__AVAILABLE DATA__
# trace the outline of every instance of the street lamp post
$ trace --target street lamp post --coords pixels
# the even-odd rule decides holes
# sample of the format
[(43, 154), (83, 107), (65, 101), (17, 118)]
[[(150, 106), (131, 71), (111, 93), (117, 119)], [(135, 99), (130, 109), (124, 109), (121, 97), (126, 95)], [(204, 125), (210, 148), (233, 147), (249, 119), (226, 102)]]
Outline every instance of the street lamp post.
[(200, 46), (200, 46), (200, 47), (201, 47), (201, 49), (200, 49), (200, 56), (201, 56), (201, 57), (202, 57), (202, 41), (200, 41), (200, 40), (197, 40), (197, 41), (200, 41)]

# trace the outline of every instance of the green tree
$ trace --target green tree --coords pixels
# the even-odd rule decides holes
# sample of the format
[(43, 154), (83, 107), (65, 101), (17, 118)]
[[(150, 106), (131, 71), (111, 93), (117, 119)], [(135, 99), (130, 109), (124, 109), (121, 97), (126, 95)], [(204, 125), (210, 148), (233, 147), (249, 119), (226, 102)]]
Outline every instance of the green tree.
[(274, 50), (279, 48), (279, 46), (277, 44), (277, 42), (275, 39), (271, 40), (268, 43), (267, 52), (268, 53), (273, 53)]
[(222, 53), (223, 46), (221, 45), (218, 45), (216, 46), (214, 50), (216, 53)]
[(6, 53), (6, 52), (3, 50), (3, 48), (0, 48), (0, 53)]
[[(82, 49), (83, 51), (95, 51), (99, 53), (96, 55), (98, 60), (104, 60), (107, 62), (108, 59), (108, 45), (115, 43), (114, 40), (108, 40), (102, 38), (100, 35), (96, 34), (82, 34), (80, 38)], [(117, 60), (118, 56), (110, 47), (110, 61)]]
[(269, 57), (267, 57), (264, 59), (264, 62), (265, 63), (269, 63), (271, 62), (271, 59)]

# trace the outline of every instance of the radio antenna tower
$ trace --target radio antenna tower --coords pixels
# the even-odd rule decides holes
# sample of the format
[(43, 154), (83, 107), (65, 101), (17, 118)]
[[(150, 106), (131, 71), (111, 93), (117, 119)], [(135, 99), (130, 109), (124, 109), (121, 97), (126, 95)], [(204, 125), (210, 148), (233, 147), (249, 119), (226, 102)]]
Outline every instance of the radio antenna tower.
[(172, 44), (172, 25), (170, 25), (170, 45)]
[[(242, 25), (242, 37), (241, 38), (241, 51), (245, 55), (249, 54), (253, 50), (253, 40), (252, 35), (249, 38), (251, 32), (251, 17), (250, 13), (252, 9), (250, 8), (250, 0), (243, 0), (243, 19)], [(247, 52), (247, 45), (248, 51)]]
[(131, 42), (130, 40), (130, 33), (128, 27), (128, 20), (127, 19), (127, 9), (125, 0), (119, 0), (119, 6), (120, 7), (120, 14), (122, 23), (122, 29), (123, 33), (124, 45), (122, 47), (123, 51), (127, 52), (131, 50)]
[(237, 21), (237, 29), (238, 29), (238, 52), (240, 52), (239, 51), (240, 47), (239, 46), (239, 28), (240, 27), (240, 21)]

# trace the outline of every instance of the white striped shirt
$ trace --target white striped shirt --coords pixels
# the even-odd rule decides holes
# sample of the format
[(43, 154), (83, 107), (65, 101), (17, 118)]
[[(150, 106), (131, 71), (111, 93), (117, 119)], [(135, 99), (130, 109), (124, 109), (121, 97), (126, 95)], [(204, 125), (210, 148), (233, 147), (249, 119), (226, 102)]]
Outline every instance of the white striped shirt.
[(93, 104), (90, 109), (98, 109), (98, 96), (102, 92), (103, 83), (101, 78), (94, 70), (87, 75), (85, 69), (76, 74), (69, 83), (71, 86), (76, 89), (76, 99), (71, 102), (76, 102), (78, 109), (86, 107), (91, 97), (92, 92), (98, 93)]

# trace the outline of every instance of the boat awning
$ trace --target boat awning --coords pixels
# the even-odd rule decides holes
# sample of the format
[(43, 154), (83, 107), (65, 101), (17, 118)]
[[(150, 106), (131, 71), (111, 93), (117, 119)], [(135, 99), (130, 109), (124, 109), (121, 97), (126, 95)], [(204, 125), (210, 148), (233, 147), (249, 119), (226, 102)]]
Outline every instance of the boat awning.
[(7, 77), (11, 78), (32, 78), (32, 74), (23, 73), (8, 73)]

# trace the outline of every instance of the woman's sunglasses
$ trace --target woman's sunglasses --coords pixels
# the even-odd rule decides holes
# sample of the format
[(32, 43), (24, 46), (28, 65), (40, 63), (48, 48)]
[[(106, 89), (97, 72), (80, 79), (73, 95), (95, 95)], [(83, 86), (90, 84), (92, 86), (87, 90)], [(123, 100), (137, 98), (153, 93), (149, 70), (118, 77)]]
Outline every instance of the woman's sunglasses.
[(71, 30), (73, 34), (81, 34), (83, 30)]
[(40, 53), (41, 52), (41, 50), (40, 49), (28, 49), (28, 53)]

__SHORT TASK__
Substitute "lamp pole" for "street lamp post" in the listing lines that run from the start of the listing through the line containing "41), (200, 41)]", and give only those lines back with everything else unchanged.

__FINAL ANSWER__
# trace the outline of every instance of the lamp pole
$ trace --target lamp pole --coords pixels
# the even-odd rule decides holes
# sample of the format
[(43, 154), (83, 107), (65, 101), (17, 118)]
[[(150, 106), (131, 71), (111, 93), (117, 119)], [(135, 99), (130, 109), (124, 109), (121, 97), (126, 95)], [(204, 125), (210, 148), (233, 147), (249, 119), (226, 102)]]
Outline every instance of the lamp pole.
[(200, 46), (200, 46), (200, 47), (201, 47), (201, 49), (200, 49), (200, 56), (201, 56), (201, 57), (202, 57), (202, 41), (200, 41), (200, 40), (197, 40), (197, 41), (200, 41)]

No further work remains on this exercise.